GOAL OF THE EXERCISE
Convert the entries below into a JSON list of strings with one string per line, omitting any blank lines.

DATA LISTING
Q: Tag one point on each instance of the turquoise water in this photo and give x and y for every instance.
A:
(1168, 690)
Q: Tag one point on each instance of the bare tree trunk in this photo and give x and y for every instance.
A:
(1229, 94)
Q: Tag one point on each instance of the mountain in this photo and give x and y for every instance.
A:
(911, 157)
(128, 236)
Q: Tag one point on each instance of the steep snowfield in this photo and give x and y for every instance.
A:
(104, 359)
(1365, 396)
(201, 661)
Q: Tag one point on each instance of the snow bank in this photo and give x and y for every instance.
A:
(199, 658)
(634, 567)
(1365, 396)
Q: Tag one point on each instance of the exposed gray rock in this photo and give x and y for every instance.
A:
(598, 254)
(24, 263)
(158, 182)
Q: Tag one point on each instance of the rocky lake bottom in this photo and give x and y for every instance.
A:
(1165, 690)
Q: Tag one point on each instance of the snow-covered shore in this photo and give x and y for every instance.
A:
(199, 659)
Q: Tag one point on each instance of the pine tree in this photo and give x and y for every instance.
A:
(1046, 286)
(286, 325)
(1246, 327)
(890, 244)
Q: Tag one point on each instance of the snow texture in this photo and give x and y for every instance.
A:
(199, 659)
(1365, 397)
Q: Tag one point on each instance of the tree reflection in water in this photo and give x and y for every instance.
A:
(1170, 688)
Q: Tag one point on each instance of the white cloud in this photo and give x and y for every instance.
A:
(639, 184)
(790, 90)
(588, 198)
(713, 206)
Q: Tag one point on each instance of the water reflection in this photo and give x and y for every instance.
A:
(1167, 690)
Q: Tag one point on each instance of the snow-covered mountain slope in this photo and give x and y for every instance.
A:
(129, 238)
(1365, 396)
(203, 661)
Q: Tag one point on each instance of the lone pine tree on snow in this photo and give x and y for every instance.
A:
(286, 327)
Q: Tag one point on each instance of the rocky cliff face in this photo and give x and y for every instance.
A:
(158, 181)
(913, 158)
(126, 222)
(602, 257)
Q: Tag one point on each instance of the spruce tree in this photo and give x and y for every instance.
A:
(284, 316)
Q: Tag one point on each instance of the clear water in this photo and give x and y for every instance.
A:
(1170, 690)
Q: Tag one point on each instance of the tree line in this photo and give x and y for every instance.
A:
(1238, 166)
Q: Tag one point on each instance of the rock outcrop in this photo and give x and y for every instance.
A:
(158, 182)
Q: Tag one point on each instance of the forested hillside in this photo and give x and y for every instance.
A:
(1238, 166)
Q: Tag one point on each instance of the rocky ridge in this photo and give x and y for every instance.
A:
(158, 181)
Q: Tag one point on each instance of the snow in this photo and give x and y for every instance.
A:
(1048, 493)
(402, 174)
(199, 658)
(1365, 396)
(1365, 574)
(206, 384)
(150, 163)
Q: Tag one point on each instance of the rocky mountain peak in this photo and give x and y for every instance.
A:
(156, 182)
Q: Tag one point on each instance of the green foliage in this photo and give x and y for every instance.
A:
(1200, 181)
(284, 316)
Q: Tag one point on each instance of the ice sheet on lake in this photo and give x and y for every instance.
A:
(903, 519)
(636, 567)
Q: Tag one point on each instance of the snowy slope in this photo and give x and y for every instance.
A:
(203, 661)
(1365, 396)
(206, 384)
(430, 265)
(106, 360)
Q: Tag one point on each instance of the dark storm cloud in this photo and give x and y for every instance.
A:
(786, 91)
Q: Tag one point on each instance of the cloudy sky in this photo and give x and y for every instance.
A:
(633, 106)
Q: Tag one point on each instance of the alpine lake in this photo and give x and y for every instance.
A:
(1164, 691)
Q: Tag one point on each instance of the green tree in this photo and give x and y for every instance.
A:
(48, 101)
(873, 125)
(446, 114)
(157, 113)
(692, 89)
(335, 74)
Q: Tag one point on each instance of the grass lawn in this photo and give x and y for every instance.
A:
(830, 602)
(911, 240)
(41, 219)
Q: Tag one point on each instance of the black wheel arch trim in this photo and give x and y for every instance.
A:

RESULT OF THE EXERCISE
[
  "Q: Tag one point on each instance of the turquoise water in this photo and give x and y for every instance.",
  "A:",
  "(1168, 690)",
  "Q: Tag one point on each instance of the bare tree trunk in this photo and give x and y for every instance.",
  "A:",
  "(1229, 94)",
  "Q: Tag one point on each instance of the mountain in this photo and give x and y for every instance.",
  "A:",
  "(911, 157)",
  "(128, 236)",
  "Q: Tag one point on each instance of the steep snowfield in this photo and give x and y for every instance.",
  "A:",
  "(104, 359)",
  "(1365, 396)",
  "(201, 661)",
  "Q: Tag one point on each instance of the snow bank in this photo and give x and y for every instance.",
  "A:",
  "(199, 658)",
  "(634, 567)",
  "(1365, 396)",
  "Q: Tag one point on each instance of the exposed gray rock in this photo and give x and y for every instance.",
  "A:",
  "(598, 254)",
  "(24, 263)",
  "(158, 182)",
  "Q: Tag one point on each instance of the rocky lake bottom in this photo and give x and y for every instance.",
  "A:",
  "(1165, 690)",
  "Q: Tag one point on each instance of the snow-covered shore in this photo and give x and y for every instance.",
  "A:",
  "(199, 659)",
  "Q: Tag one point on each instance of the pine tree in this photo and give x and y for every instance.",
  "A:",
  "(1046, 286)",
  "(286, 325)",
  "(1246, 327)",
  "(890, 244)",
  "Q: Tag one point on each instance of the snow texture in this photo and give x and y for every instance.",
  "A:",
  "(199, 659)",
  "(1365, 397)",
  "Q: Tag one point on each instance of the tree reflection in water in this photo and give x and y for every instance.",
  "A:",
  "(1170, 688)",
  "Q: Tag one point on each instance of the white cloud in this photo and give x and y for every instance.",
  "A:",
  "(639, 184)",
  "(790, 90)",
  "(588, 198)",
  "(713, 206)",
  "Q: Tag one point on each instance of the water reflection in this photo and give x and y for every instance.",
  "A:",
  "(1167, 690)",
  "Q: Tag one point on each instance of the snow-covered mountain slope in this photo and give x and y for every instance.",
  "A:",
  "(129, 238)",
  "(1365, 396)",
  "(203, 661)",
  "Q: Tag one point on each instance of the lone pine tree on snow in this photo and give x and y for every instance.",
  "A:",
  "(286, 327)",
  "Q: Tag one point on each instance of the rocky cliff face in this photo and give x and y for every instance.",
  "A:",
  "(158, 181)",
  "(913, 158)",
  "(126, 222)",
  "(602, 257)",
  "Q: Tag one point on each instance of the spruce tree in this photo and give x and y for every instance.",
  "A:",
  "(284, 316)",
  "Q: Tag one point on each instance of the clear water in this photo and give x and y for every instance.",
  "A:",
  "(1170, 690)",
  "Q: Tag one point on each instance of the tree line in this photo and give x and y for every instance.",
  "A:",
  "(1238, 166)",
  "Q: Tag one point on each instance of the rock outcrop in this photo and give x and y for every instance.",
  "A:",
  "(158, 182)",
  "Q: Tag one point on each instance of the forested hillside in this photo and give x and y for every instance.",
  "A:",
  "(1238, 166)",
  "Q: Tag one point on each instance of the rocky ridge in this photo and give x and y for every instance.",
  "A:",
  "(158, 181)",
  "Q: Tag one point on each instance of the snow in this photo and give x and y for every instance.",
  "A:",
  "(1048, 493)",
  "(402, 174)",
  "(199, 658)",
  "(1365, 396)",
  "(1365, 574)",
  "(206, 384)",
  "(150, 163)",
  "Q: Tag one point on each instance of the rocky mountain peak in this photo and give x and y for every instance.",
  "A:",
  "(156, 182)",
  "Q: Tag one point on each instance of the green foliage in this photo and give x and y for every instance.",
  "A:",
  "(1200, 181)",
  "(284, 316)",
  "Q: Tag one point on each instance of the ice sheet on lake in this photo and give x and y for every instance.",
  "A:",
  "(903, 519)",
  "(636, 567)",
  "Q: Tag one point on each instance of the snowy slope in this photo and give x and y for every instance.",
  "A:",
  "(203, 661)",
  "(1365, 396)",
  "(206, 384)",
  "(430, 265)",
  "(106, 360)",
  "Q: Tag one point on each instance of the dark storm cloud in this photo and give x and y for every instance.",
  "A:",
  "(786, 91)",
  "Q: Tag one point on each instance of the cloudy sky in this photo and give x and y for every instance.",
  "A:",
  "(633, 106)",
  "Q: Tag one point on each instance of the alpine lake in this photo and give x and y for every instance.",
  "A:",
  "(1164, 691)",
  "Q: Tag one point on each instance of the green tree in this photo and give x and y for every instance.",
  "A:",
  "(48, 101)",
  "(873, 125)",
  "(446, 114)",
  "(157, 113)",
  "(692, 89)",
  "(335, 74)",
  "Q: Tag one point on each instance of the grass lawn in this photo and give x and y for every instance.",
  "A:",
  "(830, 602)",
  "(911, 240)",
  "(41, 219)",
  "Q: Tag one point on each instance of the black wheel arch trim in this photo and give x and y for every instance.",
  "A:"
]